▸ **The request**:
Below is a set of records; restate each one word for word.

▸ **Provided records**:
======

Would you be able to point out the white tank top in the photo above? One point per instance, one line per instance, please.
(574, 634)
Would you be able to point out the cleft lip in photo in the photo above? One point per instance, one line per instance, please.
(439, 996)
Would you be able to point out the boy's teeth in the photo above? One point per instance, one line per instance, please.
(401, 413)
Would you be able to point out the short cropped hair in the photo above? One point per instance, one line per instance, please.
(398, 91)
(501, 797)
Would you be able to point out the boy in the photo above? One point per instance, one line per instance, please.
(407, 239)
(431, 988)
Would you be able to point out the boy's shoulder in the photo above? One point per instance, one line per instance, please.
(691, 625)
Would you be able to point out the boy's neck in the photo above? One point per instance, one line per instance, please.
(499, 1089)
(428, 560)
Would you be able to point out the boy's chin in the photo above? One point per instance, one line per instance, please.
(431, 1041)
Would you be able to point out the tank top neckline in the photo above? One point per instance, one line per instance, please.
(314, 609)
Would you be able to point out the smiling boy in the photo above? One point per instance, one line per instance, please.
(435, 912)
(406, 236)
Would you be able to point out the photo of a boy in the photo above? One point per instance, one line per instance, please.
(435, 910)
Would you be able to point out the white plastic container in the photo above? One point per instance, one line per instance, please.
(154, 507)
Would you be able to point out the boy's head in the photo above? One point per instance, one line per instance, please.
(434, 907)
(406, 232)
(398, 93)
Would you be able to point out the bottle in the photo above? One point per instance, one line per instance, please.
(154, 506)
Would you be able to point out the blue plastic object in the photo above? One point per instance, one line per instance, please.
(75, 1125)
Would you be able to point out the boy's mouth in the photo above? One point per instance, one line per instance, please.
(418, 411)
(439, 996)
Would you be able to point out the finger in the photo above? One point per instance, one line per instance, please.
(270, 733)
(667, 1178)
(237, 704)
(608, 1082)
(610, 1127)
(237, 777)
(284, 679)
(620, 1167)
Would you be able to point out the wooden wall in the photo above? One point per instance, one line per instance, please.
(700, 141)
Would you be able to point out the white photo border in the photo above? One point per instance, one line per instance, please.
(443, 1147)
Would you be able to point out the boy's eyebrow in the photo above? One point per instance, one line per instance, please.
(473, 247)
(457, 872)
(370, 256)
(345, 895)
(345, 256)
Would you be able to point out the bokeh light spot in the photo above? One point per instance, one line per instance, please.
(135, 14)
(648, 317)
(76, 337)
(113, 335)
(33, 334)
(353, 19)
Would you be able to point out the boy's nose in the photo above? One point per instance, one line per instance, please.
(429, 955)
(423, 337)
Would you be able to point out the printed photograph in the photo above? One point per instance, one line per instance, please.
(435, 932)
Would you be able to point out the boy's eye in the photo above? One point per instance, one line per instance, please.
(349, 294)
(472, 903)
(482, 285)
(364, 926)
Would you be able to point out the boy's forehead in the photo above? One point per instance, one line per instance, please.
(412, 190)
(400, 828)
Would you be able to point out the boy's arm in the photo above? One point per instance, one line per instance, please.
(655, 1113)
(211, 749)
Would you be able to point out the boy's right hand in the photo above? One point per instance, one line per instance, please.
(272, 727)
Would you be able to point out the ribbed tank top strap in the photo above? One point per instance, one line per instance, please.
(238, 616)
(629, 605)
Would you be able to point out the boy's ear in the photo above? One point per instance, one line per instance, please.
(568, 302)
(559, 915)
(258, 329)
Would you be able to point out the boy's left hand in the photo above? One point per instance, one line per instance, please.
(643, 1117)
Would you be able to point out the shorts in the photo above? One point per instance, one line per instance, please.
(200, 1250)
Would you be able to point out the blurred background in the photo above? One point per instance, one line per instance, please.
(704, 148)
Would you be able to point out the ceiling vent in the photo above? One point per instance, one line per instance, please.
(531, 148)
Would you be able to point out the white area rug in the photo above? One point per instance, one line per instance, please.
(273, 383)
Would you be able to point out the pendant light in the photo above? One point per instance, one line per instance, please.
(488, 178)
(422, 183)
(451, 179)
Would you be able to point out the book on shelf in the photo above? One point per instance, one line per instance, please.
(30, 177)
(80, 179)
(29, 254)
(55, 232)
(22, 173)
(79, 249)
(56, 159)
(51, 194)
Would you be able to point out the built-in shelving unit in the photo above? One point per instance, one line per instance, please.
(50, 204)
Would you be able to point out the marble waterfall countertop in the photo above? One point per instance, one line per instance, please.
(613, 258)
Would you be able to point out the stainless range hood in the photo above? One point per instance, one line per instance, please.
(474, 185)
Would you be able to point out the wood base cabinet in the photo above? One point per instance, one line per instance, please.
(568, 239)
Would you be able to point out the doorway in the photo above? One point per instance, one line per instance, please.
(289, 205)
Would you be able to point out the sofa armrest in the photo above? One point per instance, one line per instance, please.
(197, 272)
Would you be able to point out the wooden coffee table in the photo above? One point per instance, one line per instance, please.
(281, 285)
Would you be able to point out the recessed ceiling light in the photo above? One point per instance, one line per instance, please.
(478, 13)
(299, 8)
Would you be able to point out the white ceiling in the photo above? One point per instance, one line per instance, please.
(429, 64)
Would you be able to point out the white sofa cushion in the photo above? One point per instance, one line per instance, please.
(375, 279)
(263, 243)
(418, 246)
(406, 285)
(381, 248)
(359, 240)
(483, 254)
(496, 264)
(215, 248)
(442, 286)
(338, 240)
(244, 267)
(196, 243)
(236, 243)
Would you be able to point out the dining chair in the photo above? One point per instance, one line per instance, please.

======

▸ **Completed task**:
Would you be able to point out the white tank top in the photo above? One point per instance, one line per instance, please.
(574, 634)
Would you be able to point out the cleft lip in photo in the photo above? One point per instance, one line per instance, please.
(439, 996)
Would you be able to point out the boy's teeth in the photo above? One point per instance, one line per instance, please.
(401, 413)
Would you be able to point out the short cropped hair in the photo above? One point per instance, one line per instance, please.
(398, 91)
(501, 797)
Would you be able to point out the boy in the photo above? One point per instance, one line per instance, please.
(407, 239)
(431, 988)
Would you be able to point out the boy's shoulder in the photo above? One point per instance, one line per instance, please.
(691, 625)
Would you be able to point out the boy's neck in the photo above? One point per instance, one line per instance, please.
(499, 1089)
(428, 560)
Would you be able to point out the boy's chin in the photo above? One point per instance, one line per instance, please.
(431, 1041)
Would you be able to point out the tank top neckline in the photo above? One point per instance, one line per instance, please.
(314, 609)
Would you be able to point out the smiling boy in the photo above? One point per instance, one line per instance, please.
(435, 912)
(406, 236)
Would you be able to point out the photo of a boy in the photo above? One point per instance, one line per instance, please.
(435, 910)
Would you be able to point out the white plastic container in the photo above? One point per instance, one line per instance, please.
(154, 507)
Would you be able to point out the boy's head in the photo above? One point per instance, one line per instance, please.
(434, 907)
(406, 232)
(398, 93)
Would you be able to point out the bottle in the photo above? One point per instance, one line per instance, please.
(154, 506)
Would you be able to point out the blue plastic object in the photo above? One point per instance, one line per instance, please.
(75, 1125)
Would you be able to point out the boy's mouth in the photo above? One point per instance, one line per instance, please.
(418, 411)
(439, 996)
Would you be able to point out the finger in the photo above? One point per instance, one line per instance, please.
(270, 733)
(667, 1178)
(237, 704)
(608, 1082)
(610, 1127)
(237, 777)
(284, 679)
(620, 1167)
Would you be able to point out the wooden wall in the photo above? One point per instance, one line per instance, please.
(700, 141)
Would you be able to point out the white photo border in the photo above? One point per instance, one line per instance, please.
(443, 1147)
Would you be able to point out the boy's eyebrow in the photo above? One point per instance, one line per instance, please.
(473, 247)
(457, 872)
(370, 256)
(345, 895)
(345, 256)
Would you be able to point out the bokeh light spot in the photo above? One point per instance, one line per instance, please.
(135, 14)
(648, 317)
(76, 337)
(113, 335)
(33, 334)
(353, 19)
Would you be able to point out the boy's nose in the photo above? One point per instance, one line per instance, please.
(429, 955)
(423, 337)
Would you be able to point out the printed photograph in the photo above? One point per instance, one line per instance, please.
(435, 932)
Would you be able to point out the boy's eye in the photo above? One point per instance, one line per instance, please.
(349, 294)
(472, 903)
(482, 285)
(364, 926)
Would you be able to point out the boy's forehead in the photo above? One point per instance, one line per instance, please.
(412, 190)
(400, 828)
Would you be able to point out the boy's arm in the photo above? One point per instance, one line per instance, please.
(655, 1113)
(211, 749)
Would you be able to point out the boy's right hand in the photo above? One point per instance, one line per instance, please.
(272, 727)
Would you be able to point out the ribbed tank top strap in the photo above? One point per instance, one line per instance, please.
(238, 616)
(629, 605)
Would you be able to point out the boy's ear in the photo above? One point per instance, one line per instance, please.
(568, 302)
(559, 915)
(258, 329)
Would you be able to point out the boy's left hand in the photo above? One point per instance, one line per instance, please.
(643, 1117)
Would you be able to point out the shorts in the photo above? One point per instance, one line per instance, please.
(200, 1250)
Would you be able to point out the blurred background in the photo above? One point per instance, one line per instance, please.
(704, 148)
Would you be able to point out the ceiling vent in the photo above? One point per instance, one line per instance, please.
(531, 148)
Would you be able to point out the white area rug in the photo above? One point per instance, one line per instance, please.
(273, 383)
Would you be able to point out the pendant light in the photo above? One point per instance, one line per instance, please.
(488, 178)
(422, 183)
(451, 179)
Would you be able to point out the book on shelf in the photo above? One point per instance, one line per instance, please.
(30, 177)
(80, 179)
(29, 254)
(55, 232)
(22, 173)
(79, 249)
(56, 159)
(51, 194)
Would you be able to point out the built-in shelving unit in the photo above? One point per instance, one line per instance, please.
(50, 204)
Would you be able to point out the marble waterfall countertop in the photo above? One point per instance, one line per instance, please.
(613, 258)
Would you be able to point out the stainless range hood in the photo above? One point per instance, one line per instance, please.
(474, 185)
Would you be able to point out the wood base cabinet in the photo above? One point per instance, one line per instance, please.
(568, 239)
Would you be able to point out the doorway in the photo above? One point per instance, one line per instance, please.
(289, 205)
Would you be able to point out the sofa armrest in the photo above? One point per instance, one line per instance, please.
(197, 272)
Would you be able to point out the wooden coffee table in the photo above? One point per instance, one line per instance, please.
(281, 285)
Would you be able to point out the recessed ceiling light in the photo above? One point per instance, one line per instance, please.
(478, 13)
(299, 8)
Would you be able to point out the white ceiling in the photo above? One point per instance, one line per instance, please.
(429, 64)
Would you be able to point out the white sofa cushion in the photo above? One point per instance, one line per instance, please.
(375, 279)
(263, 243)
(418, 246)
(406, 285)
(381, 248)
(359, 240)
(483, 254)
(496, 264)
(215, 248)
(442, 286)
(338, 240)
(244, 267)
(196, 243)
(236, 243)
Would you be able to point out the dining chair in the photo above? One point per instance, one line per instance, please.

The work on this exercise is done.